TASK TO COMPLETE - Repeat the material below verbatim, leaving out the pictures.

RAW RECORDS -
++++++
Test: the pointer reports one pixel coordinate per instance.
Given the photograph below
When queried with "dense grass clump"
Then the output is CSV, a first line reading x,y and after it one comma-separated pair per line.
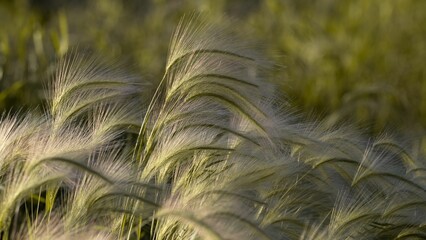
x,y
215,154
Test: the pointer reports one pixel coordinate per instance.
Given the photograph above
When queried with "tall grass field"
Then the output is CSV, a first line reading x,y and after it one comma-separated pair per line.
x,y
216,153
++++++
EXPECTED ANSWER -
Test: the pointer reports one pixel coordinate per instance.
Given the photograph below
When queried with "dense grass clump"
Then the output is CSV, a first line reading x,y and after it one comma-separated pair per line.
x,y
215,154
Test: the pointer reports one pixel coordinate per instance.
Given the photograph above
When queried with "tall grass field"
Then the output is CSV, a first line reading x,y and after it one comma-separated pair per line.
x,y
216,153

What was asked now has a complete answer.